**Dataset rows**

· · · ·

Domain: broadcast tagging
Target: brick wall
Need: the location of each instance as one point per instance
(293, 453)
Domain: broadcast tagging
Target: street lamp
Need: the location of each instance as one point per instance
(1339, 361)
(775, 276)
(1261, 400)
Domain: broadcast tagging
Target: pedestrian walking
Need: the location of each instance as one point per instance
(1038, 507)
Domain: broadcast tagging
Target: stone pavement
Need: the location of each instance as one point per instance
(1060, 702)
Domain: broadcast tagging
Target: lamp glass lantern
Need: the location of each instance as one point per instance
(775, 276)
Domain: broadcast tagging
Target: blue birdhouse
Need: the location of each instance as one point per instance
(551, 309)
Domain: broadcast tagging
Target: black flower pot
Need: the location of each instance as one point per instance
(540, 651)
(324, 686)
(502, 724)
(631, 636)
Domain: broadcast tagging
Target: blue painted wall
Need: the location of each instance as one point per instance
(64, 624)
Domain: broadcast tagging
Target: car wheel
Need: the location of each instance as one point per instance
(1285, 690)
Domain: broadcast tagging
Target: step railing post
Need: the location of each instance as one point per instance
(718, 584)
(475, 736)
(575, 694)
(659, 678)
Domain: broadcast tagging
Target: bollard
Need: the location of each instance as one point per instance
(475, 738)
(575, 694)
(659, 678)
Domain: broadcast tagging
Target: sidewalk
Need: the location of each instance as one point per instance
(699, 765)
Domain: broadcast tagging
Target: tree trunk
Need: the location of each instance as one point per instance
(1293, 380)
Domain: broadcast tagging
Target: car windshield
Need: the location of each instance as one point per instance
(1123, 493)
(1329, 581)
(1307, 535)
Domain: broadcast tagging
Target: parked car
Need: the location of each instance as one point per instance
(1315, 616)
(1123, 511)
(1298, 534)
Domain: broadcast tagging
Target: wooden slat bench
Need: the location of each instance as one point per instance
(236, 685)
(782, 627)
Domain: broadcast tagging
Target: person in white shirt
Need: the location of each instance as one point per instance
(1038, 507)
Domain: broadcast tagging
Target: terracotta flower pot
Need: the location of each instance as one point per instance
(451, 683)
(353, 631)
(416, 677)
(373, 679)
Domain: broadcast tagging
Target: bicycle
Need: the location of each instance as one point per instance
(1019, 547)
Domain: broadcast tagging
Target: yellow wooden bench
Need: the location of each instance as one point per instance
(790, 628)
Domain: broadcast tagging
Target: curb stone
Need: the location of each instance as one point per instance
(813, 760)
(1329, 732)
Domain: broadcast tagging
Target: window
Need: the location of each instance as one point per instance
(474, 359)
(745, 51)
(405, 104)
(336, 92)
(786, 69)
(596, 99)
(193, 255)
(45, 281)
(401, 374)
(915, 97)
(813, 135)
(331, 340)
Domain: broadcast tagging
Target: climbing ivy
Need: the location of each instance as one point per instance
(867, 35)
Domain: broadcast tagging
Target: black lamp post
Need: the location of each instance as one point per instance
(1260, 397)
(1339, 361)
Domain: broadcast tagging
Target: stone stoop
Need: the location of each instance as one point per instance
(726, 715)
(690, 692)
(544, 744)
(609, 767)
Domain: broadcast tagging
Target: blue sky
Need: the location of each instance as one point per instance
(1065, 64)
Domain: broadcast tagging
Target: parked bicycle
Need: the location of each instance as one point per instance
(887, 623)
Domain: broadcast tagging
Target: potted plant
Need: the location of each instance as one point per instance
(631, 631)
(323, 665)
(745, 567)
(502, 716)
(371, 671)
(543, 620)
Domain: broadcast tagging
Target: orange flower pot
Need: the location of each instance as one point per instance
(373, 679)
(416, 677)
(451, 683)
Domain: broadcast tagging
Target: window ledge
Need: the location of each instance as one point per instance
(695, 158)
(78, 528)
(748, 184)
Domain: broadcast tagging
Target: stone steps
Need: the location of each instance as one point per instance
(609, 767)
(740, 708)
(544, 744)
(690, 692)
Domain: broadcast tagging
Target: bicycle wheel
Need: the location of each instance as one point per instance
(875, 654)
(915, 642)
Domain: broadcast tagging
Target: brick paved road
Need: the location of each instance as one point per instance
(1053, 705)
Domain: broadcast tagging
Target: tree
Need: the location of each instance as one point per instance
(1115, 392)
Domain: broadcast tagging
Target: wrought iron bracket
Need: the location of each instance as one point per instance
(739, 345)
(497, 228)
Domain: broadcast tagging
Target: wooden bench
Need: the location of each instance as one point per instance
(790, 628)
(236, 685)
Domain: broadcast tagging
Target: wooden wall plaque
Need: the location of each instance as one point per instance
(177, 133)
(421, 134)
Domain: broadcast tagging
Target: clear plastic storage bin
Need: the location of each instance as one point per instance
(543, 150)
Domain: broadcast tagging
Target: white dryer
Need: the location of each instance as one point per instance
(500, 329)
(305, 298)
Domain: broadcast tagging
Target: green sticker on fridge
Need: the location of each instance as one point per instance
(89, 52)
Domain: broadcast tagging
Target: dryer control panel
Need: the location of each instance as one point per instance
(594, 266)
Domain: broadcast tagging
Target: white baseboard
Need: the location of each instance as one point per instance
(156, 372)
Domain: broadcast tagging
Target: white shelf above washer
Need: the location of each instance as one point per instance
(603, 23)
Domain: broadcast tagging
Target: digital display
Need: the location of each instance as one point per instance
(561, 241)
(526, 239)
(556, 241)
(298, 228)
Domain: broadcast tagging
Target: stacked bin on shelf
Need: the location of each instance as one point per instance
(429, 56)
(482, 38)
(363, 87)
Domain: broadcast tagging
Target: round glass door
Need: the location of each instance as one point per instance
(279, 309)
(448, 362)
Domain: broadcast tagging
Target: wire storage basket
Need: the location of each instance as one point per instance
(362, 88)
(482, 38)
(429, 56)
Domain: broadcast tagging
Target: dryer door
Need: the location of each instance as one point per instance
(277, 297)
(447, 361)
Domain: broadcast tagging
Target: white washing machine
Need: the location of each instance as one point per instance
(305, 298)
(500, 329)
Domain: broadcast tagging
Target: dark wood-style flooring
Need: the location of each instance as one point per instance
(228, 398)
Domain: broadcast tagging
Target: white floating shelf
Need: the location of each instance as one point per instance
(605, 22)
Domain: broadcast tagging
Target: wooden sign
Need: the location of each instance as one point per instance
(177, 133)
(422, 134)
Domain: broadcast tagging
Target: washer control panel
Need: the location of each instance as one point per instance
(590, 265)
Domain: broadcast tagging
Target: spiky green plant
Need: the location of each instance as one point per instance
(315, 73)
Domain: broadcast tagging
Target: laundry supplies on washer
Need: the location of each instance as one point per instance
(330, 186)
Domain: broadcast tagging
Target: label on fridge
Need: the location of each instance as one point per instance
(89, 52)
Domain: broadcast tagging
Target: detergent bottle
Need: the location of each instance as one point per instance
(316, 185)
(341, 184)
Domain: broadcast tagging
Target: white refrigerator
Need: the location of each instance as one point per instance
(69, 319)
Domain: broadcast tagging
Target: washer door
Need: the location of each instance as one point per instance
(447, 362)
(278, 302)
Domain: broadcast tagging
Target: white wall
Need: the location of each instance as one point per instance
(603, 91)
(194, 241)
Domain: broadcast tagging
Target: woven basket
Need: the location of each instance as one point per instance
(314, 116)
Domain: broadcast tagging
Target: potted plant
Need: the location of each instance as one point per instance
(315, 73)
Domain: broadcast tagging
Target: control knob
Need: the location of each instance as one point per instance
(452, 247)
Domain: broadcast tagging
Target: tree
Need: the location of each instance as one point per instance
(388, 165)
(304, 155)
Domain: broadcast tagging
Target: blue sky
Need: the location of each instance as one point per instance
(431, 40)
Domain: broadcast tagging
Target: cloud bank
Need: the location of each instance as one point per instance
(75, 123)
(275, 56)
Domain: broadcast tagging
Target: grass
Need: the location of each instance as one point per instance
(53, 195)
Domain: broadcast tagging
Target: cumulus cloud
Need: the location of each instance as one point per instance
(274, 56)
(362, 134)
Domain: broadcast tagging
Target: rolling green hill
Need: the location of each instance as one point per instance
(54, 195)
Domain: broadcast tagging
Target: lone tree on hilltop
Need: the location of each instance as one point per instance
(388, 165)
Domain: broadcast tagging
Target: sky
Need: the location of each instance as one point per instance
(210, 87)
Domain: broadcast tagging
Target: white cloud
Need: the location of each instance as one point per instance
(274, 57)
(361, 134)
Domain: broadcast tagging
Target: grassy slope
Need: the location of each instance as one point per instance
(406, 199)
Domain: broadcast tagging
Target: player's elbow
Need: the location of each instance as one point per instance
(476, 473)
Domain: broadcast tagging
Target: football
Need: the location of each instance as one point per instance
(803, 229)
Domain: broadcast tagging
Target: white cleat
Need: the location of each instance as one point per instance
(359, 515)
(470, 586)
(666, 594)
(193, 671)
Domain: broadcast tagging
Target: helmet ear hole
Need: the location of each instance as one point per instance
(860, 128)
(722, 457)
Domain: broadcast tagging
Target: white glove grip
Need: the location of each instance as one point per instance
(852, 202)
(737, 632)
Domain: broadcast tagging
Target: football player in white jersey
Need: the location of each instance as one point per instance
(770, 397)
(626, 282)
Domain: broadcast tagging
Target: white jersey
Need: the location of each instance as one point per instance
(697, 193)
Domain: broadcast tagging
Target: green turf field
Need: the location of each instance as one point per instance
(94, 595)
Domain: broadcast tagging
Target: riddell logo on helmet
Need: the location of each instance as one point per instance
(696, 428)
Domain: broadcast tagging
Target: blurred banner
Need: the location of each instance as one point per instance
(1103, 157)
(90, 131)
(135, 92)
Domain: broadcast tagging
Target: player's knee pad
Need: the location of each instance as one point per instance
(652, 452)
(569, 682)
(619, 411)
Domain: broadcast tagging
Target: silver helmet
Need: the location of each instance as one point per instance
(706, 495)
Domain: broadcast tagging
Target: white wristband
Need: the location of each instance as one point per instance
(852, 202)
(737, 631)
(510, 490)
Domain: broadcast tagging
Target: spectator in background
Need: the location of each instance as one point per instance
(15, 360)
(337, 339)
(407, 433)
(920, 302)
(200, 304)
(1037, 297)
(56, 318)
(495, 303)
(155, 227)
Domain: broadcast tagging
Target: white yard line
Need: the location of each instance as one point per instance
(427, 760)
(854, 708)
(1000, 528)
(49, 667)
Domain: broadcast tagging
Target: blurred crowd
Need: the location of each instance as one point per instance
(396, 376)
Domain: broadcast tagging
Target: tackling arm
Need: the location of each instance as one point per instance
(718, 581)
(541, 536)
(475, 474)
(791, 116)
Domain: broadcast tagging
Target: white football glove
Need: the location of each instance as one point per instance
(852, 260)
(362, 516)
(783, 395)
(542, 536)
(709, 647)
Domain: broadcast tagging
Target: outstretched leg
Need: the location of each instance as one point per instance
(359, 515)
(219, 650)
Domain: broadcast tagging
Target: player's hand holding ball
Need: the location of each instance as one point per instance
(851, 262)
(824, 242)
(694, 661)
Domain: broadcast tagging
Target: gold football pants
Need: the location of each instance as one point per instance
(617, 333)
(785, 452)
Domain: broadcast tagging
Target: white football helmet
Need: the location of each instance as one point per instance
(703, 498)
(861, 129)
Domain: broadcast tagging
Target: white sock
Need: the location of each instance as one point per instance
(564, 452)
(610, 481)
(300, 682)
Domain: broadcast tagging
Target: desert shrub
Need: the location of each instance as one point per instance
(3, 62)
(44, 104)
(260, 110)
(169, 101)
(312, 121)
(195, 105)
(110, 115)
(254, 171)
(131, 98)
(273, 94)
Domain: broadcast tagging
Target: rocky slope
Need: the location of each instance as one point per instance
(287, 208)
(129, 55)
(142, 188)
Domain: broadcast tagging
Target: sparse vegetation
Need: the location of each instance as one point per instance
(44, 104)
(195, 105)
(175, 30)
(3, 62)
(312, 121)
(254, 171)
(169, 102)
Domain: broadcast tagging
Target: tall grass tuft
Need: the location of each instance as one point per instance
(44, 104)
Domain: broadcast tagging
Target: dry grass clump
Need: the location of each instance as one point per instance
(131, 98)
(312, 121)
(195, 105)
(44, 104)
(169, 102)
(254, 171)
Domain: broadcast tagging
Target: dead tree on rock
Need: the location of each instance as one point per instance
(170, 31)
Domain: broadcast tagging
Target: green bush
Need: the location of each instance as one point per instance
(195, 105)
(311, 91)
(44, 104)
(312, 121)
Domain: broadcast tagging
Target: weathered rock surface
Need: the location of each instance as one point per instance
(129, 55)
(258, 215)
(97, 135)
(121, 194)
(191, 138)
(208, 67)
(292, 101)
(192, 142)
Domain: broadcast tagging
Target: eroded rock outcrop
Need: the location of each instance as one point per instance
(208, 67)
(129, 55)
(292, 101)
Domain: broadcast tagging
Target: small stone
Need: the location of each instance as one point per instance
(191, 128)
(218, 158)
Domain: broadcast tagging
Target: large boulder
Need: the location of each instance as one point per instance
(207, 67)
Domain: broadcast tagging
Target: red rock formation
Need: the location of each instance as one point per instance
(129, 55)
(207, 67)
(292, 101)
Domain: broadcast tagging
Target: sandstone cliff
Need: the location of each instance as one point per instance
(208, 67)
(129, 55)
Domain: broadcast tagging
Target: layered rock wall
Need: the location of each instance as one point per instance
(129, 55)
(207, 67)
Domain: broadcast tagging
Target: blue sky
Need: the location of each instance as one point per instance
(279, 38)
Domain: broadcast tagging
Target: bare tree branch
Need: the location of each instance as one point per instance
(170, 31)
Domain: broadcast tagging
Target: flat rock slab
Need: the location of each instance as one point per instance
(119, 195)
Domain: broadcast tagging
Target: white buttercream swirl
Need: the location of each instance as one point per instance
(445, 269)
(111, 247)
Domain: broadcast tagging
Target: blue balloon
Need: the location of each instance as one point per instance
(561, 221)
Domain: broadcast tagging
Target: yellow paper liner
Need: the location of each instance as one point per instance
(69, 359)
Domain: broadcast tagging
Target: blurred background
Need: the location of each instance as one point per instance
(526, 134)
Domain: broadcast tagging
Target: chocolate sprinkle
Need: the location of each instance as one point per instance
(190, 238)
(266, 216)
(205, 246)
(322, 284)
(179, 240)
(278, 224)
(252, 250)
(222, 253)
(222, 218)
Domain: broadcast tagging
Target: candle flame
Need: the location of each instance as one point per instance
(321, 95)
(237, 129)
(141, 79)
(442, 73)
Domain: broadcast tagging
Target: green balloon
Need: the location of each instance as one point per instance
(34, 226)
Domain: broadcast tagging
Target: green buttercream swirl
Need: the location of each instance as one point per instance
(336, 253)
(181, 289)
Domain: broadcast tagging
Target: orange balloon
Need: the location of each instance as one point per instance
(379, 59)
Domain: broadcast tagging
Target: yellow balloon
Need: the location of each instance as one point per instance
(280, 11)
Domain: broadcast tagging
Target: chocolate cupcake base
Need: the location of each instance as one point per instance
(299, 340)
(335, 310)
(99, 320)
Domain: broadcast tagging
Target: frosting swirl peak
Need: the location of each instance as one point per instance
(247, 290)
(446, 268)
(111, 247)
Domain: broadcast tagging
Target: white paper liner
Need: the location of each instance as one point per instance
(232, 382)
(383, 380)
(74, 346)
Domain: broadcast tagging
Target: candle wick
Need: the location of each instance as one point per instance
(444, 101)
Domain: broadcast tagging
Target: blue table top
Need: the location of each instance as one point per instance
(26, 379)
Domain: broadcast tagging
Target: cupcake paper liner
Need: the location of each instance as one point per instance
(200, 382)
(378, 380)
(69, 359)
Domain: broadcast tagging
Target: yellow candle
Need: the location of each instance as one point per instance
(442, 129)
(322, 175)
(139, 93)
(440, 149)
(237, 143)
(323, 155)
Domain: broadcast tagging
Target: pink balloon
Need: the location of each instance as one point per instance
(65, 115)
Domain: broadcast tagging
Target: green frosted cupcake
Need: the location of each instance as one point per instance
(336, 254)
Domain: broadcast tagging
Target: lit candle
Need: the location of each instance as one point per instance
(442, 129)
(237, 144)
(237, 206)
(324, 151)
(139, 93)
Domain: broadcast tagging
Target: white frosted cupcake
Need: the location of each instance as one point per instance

· · · ·

**Given problem**
Count the lines in the rows above that contain the word "swirl". Reply with the number only.

**The output**
3